* START Information supplied *

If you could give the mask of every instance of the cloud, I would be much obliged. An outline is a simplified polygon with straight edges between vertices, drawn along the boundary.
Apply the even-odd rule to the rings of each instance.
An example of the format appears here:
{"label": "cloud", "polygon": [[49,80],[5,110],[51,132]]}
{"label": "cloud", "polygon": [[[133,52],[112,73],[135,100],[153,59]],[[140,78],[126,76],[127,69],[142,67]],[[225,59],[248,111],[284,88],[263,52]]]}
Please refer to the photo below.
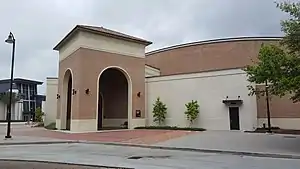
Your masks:
{"label": "cloud", "polygon": [[5,1],[0,6],[0,78],[10,73],[11,47],[4,43],[10,31],[17,39],[15,77],[45,81],[58,73],[58,53],[52,48],[76,24],[151,40],[147,50],[153,50],[211,38],[279,36],[286,17],[273,0]]}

* END Information supplied *

Render the entries above as a JSON list of strings, one string per line, skipping blank lines and leaving out the picture lines.

[
  "If you could give the mask of every instance of the cloud, I would be much obliged. An outline is a simplified polygon with straight edges between vertices, drawn along the boundary.",
  "Apply the even-odd rule to the rings of each instance.",
  "An example of the format appears here:",
  "{\"label\": \"cloud\", \"polygon\": [[49,80],[5,110],[51,132]]}",
  "{\"label\": \"cloud\", \"polygon\": [[[133,52],[112,73],[135,100],[153,59]],[[140,78],[126,76],[127,69],[142,67]],[[225,59],[248,111],[284,88],[263,52]]]}",
  "Please refer to the photo below.",
  "Your masks:",
  "{\"label\": \"cloud\", \"polygon\": [[5,1],[0,6],[0,78],[10,73],[11,47],[4,43],[10,31],[17,39],[15,77],[45,81],[58,73],[58,53],[52,48],[76,24],[151,40],[147,50],[153,50],[211,38],[279,36],[286,17],[273,0]]}"
]